# EXERCISE:
Pick out each line in the data below that contains the string "green", and copy those lines word for word.

# Image annotation data:

** Begin **

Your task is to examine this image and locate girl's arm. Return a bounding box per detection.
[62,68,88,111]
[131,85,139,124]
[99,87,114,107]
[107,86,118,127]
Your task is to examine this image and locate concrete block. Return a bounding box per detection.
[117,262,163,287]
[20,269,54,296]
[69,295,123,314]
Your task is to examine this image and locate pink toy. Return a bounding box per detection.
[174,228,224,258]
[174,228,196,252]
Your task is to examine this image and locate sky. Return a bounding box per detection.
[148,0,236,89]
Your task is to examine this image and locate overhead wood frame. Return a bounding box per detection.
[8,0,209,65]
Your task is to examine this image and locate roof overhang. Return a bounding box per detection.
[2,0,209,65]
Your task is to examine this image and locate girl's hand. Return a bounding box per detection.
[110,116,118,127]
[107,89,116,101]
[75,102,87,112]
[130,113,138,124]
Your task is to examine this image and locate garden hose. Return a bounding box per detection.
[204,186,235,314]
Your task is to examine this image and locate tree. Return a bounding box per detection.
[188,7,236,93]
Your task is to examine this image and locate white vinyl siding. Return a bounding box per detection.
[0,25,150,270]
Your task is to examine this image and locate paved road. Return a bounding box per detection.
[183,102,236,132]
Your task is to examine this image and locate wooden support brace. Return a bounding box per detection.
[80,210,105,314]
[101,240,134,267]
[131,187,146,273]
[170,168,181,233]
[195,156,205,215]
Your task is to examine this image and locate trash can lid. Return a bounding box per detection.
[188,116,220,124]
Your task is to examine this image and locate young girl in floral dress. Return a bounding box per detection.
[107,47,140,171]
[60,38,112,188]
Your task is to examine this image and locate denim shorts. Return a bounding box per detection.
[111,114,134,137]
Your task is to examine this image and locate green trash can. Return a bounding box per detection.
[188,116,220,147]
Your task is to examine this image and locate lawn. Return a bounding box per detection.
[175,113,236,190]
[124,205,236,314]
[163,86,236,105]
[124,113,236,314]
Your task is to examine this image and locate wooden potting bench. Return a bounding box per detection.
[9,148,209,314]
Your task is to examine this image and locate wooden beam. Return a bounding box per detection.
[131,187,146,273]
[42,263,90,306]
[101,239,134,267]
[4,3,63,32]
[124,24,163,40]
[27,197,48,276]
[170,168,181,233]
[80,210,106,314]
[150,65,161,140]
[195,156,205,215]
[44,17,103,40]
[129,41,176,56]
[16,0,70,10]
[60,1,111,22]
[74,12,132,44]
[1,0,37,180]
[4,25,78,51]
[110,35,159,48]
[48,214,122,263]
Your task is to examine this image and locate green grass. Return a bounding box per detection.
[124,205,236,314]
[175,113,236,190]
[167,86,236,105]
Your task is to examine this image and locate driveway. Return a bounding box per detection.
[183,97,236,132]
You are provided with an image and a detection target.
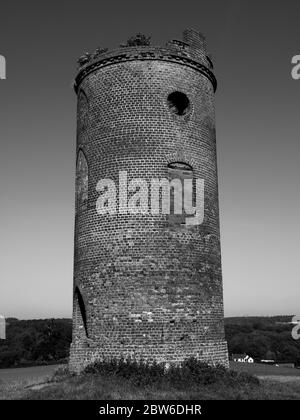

** End **

# TASK ANSWER:
Your task is to examine this image and locate green trash can. Return a bounding box per detection.
Your task is to examine this image and locate green grass. Return a bounding box per detection.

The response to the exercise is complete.